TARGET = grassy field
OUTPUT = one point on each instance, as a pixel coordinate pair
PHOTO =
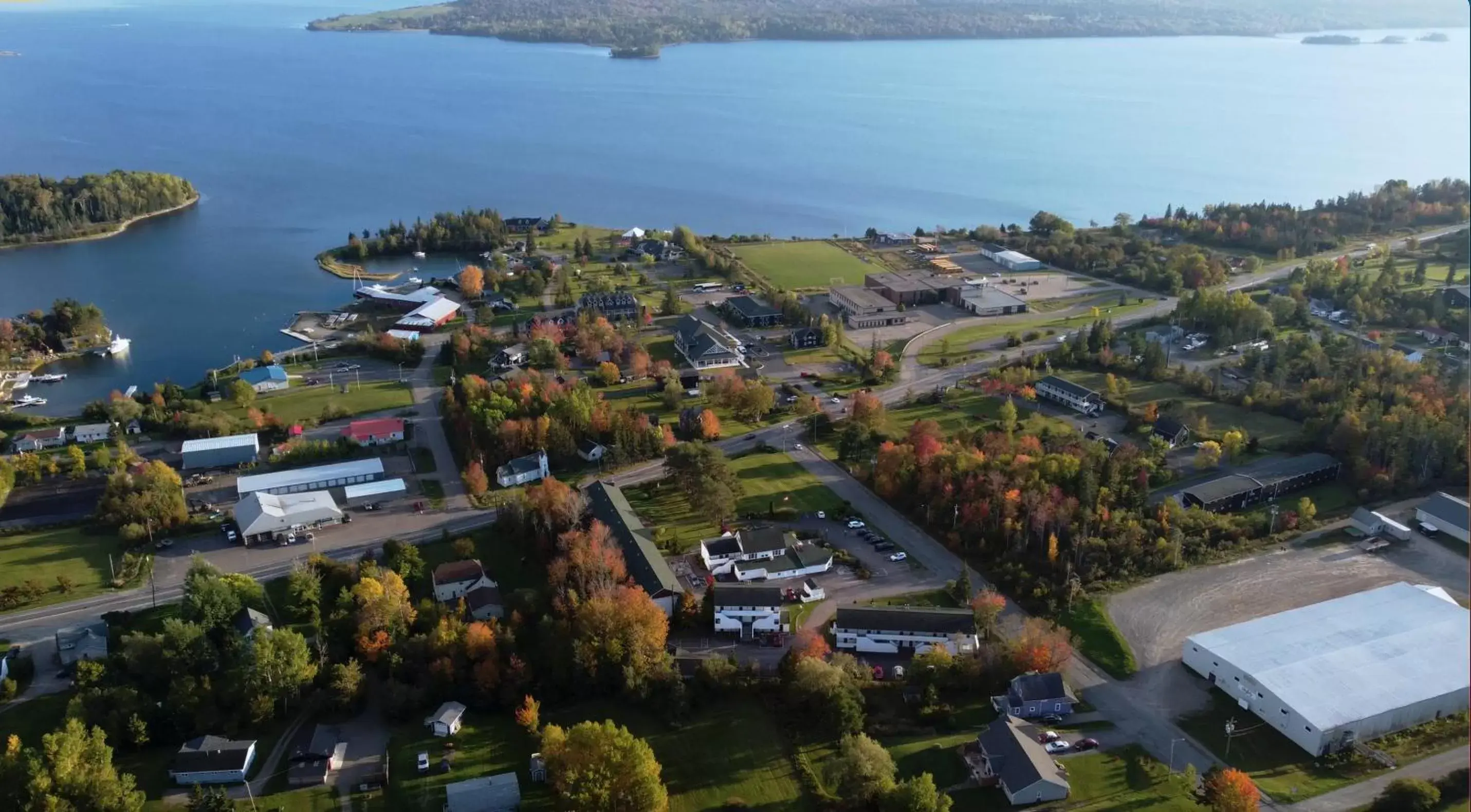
(1270, 430)
(77, 552)
(302, 402)
(1126, 779)
(1284, 771)
(998, 327)
(771, 480)
(1098, 639)
(724, 752)
(804, 265)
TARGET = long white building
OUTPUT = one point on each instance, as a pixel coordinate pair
(905, 629)
(1347, 670)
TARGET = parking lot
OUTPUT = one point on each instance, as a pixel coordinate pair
(1156, 617)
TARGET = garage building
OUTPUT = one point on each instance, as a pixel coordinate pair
(1348, 670)
(221, 452)
(1270, 482)
(318, 477)
(262, 515)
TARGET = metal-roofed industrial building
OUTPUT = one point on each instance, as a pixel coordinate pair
(1235, 492)
(320, 477)
(1347, 670)
(221, 452)
(645, 564)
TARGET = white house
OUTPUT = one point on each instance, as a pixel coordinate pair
(749, 610)
(456, 579)
(42, 439)
(1070, 395)
(1446, 514)
(1371, 523)
(91, 433)
(898, 629)
(446, 721)
(1007, 756)
(212, 760)
(524, 470)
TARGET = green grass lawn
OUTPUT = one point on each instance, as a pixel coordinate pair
(805, 264)
(1284, 771)
(77, 552)
(302, 402)
(771, 480)
(1272, 430)
(1126, 779)
(1098, 639)
(723, 752)
(422, 459)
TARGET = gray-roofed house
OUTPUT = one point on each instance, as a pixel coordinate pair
(1446, 514)
(646, 565)
(487, 793)
(80, 643)
(1171, 432)
(702, 346)
(520, 471)
(317, 758)
(446, 721)
(249, 621)
(1036, 695)
(1235, 492)
(212, 760)
(911, 629)
(751, 312)
(1008, 758)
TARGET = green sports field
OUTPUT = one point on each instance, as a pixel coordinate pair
(804, 265)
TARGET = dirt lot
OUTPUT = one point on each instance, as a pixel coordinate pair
(1156, 617)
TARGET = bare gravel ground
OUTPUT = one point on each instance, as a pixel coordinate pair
(1156, 617)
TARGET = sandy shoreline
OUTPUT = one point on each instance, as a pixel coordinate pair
(118, 230)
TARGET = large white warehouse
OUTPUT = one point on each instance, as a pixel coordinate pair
(1345, 670)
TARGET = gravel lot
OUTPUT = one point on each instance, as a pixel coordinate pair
(1156, 617)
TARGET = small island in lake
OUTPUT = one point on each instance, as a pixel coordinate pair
(36, 209)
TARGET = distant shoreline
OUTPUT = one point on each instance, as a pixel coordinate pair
(115, 231)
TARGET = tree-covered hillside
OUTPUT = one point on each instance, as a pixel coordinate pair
(36, 209)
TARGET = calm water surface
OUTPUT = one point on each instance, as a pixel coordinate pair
(295, 139)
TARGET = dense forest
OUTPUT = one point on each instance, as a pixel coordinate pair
(36, 209)
(624, 24)
(1282, 227)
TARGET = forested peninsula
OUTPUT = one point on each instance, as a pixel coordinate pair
(36, 209)
(639, 27)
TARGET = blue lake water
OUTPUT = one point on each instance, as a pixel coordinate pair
(296, 137)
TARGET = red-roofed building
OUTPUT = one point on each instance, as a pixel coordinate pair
(376, 433)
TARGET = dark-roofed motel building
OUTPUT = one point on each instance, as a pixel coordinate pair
(646, 565)
(1265, 483)
(905, 629)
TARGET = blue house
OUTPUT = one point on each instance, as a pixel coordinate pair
(265, 379)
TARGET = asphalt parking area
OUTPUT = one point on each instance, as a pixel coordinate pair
(1156, 617)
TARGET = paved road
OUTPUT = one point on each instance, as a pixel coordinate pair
(1357, 796)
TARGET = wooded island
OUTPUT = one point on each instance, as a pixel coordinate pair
(39, 209)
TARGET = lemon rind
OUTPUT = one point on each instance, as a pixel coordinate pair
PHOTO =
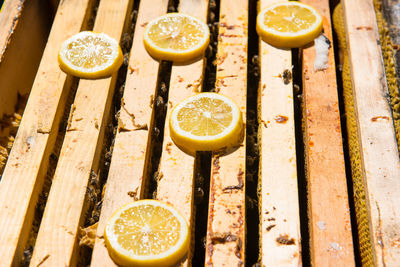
(288, 40)
(190, 143)
(104, 70)
(167, 258)
(171, 54)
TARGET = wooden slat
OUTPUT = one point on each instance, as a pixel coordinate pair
(23, 176)
(279, 203)
(130, 164)
(329, 216)
(379, 153)
(20, 21)
(56, 244)
(227, 209)
(176, 180)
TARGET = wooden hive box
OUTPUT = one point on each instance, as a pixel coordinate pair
(283, 198)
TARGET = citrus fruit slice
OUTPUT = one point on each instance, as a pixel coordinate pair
(90, 55)
(289, 24)
(206, 122)
(176, 37)
(147, 233)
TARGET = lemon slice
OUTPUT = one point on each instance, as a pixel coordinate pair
(90, 55)
(289, 24)
(206, 122)
(147, 233)
(176, 37)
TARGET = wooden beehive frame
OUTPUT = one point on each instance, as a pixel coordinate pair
(280, 238)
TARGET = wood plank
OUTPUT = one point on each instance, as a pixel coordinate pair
(23, 176)
(329, 216)
(130, 163)
(56, 243)
(279, 213)
(379, 153)
(227, 209)
(20, 21)
(176, 170)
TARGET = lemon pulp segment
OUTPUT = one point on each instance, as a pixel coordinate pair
(206, 122)
(176, 37)
(289, 24)
(205, 117)
(147, 233)
(291, 18)
(90, 55)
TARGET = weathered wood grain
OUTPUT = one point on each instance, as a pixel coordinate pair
(329, 215)
(379, 153)
(23, 176)
(130, 163)
(227, 209)
(57, 240)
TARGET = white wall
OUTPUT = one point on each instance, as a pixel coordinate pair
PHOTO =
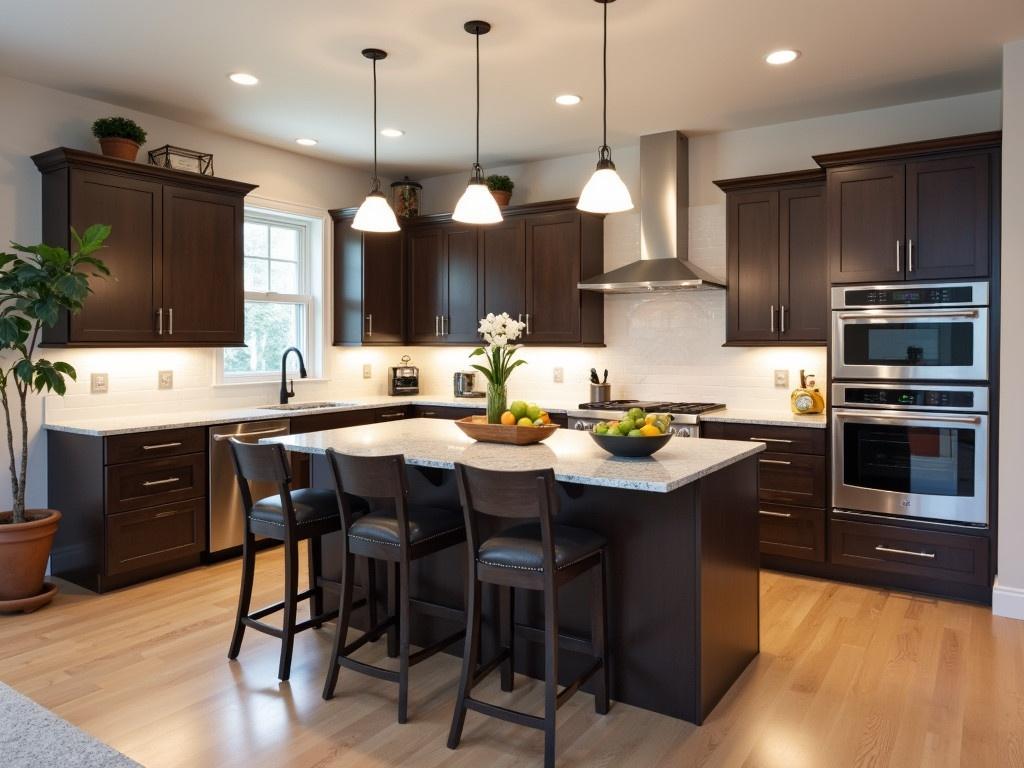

[DIRECTIVE]: Reproduce the items above verbatim, from the first line through the last, leaving out the pictures.

[THE OUTPUT]:
TARGET = grassy field
OUTPUT = one point on each instance, as a pixel coordinate pair
PHOTO =
(1270, 430)
(77, 552)
(302, 402)
(1126, 779)
(1284, 771)
(998, 327)
(771, 480)
(1098, 639)
(724, 752)
(804, 265)
TARGET = long white building
OUTPUT = one point on each instance, as a pixel coordinate pair
(905, 629)
(1347, 670)
TARGET = parking lot
OUTPUT = one point on each instance, as a pixel coordinate pair
(1156, 617)
TARGET = garage building
OUTPUT = one point on each instance, as a pixel coordinate pair
(1348, 670)
(221, 452)
(1270, 482)
(318, 477)
(262, 515)
TARGET = metal-roofed industrial building
OUTPUT = one point on each instance, as a pixel coordinate pair
(1235, 492)
(320, 477)
(1347, 670)
(221, 452)
(645, 564)
TARGET = white house
OUTPUT = one point on each instance, as a pixel coordinate pair
(749, 610)
(456, 579)
(42, 439)
(1070, 395)
(1446, 514)
(1371, 523)
(91, 433)
(898, 629)
(446, 721)
(1007, 756)
(212, 760)
(524, 470)
TARGET = green grass lawn
OUTPUT = one point on each instance, as a pixel coordinate pair
(805, 264)
(1284, 771)
(77, 552)
(302, 402)
(771, 480)
(1272, 430)
(1126, 779)
(1098, 639)
(723, 752)
(422, 459)
TARGET = gray-roofed house
OUTPUT = one point on each instance, as a pixel coordinate pair
(1446, 514)
(646, 565)
(487, 793)
(80, 643)
(1171, 432)
(702, 346)
(520, 471)
(317, 758)
(446, 721)
(249, 621)
(1036, 695)
(1235, 492)
(212, 760)
(911, 629)
(751, 312)
(1008, 758)
TARGET = green sports field
OUTPUT = one point on each instance, as a pixel coordinate pair
(804, 265)
TARGET = dirt lot
OUTPUT = one point on each instance, as a pixel coordinate pair
(1156, 617)
TARGET = bare gravel ground
OUTPUT = one point on each instance, as a pixel coordinate pair
(1156, 617)
TARGET = sandy shoreline
OUTPUT = one point on each instance, as a pixel coordinate pair
(118, 230)
TARGET = large white warehouse
OUTPUT = one point on each instance, as a pixel coordinate pair
(1345, 670)
TARGET = gravel lot
OUTPUT = one point on each instance, as a pixel coordinate pair
(1156, 617)
TARGET = small island in lake
OUTPUT = one point on each instance, as a pixel coordinate pair
(36, 209)
TARGET = distant shoreline
OUTPUT = one point on each instance, as a pixel coordinate pair
(115, 231)
TARGET = tree-covered hillside
OUTPUT = one point on each instance, as a pixel coordinate pair
(36, 209)
TARGET = calm water surface
OUTPUT = one point on each instance, as a pixel coordinate pair
(295, 139)
TARGET = dense forest
OUTPUT = one point on each instance, as a pixel coordinate pair
(36, 209)
(624, 24)
(1282, 227)
TARGET = forested peninsula
OUTPUT = one point on each instance, as a pixel coordinate pair
(36, 209)
(639, 27)
TARGET = blue lake water
OUTPUT = one point on each instance, as a pixel coordinate pair
(296, 137)
TARGET = red-roofed building
OUTPUT = one point on each instance, as a pixel coordinate pair
(376, 433)
TARGET = dark-roofed motel building
OUTPUT = one point on each instance, as a pixel coordinate pair
(646, 565)
(1265, 483)
(905, 629)
TARGET = blue house
OUTPUT = one point on each instance, as a pixel coordinate pair
(265, 379)
TARGET = asphalt parking area
OUTPUT = one point on each instance, as a pixel coordinate pair
(1156, 617)
TARGET = paved road
OUTPUT = one point on each instance, as a pixel coordinate pair
(1357, 796)
TARGET = wooded island
OUTPUT = one point on each instance, as a pixel coordinate pair
(39, 209)
TARGET = lemon rind
OUTPUT = one point on each instance, as a pixel coordinate pair
PHOTO =
(288, 40)
(190, 143)
(104, 70)
(167, 258)
(171, 54)
TARGET = wooden slat
OUTPUT = one point on each instance, as a pixel coordinate pair
(23, 176)
(279, 203)
(130, 164)
(329, 216)
(379, 153)
(20, 21)
(56, 244)
(227, 209)
(176, 180)
TARGET = wooden hive box
OUTPUT = one point on each instance, as a pixel coordinate pair
(283, 198)
TARGET = citrus fruit slice
OUTPUT = one point on each instance, as a pixel coordinate pair
(90, 55)
(289, 24)
(206, 122)
(176, 37)
(147, 233)
TARGET = lemon slice
OUTPUT = one point on each instance, as a pixel coordinate pair
(90, 55)
(289, 24)
(206, 122)
(147, 233)
(176, 37)
TARGET = wooden beehive frame
OUTPUT = one point on each instance, as a pixel coordinate pair
(280, 238)
TARGET = wood plank
OUTPUT = one point on each instance, as a pixel coordinate pair
(23, 176)
(329, 216)
(130, 163)
(56, 243)
(279, 213)
(379, 153)
(227, 209)
(20, 21)
(176, 170)
TARGET = lemon pulp segment
OUTPUT = one point on each instance, as a pixel coordinate pair
(206, 122)
(176, 37)
(289, 24)
(205, 117)
(147, 233)
(291, 18)
(90, 55)
TARGET = weathered wood grain
OUTPUT = one point on each instance, as a pixel coordinate pair
(329, 215)
(379, 153)
(23, 176)
(130, 163)
(227, 209)
(57, 240)
TARGET = white wall
OUTPUT = one point on each instance, as a pixel coordinate pair
PHOTO =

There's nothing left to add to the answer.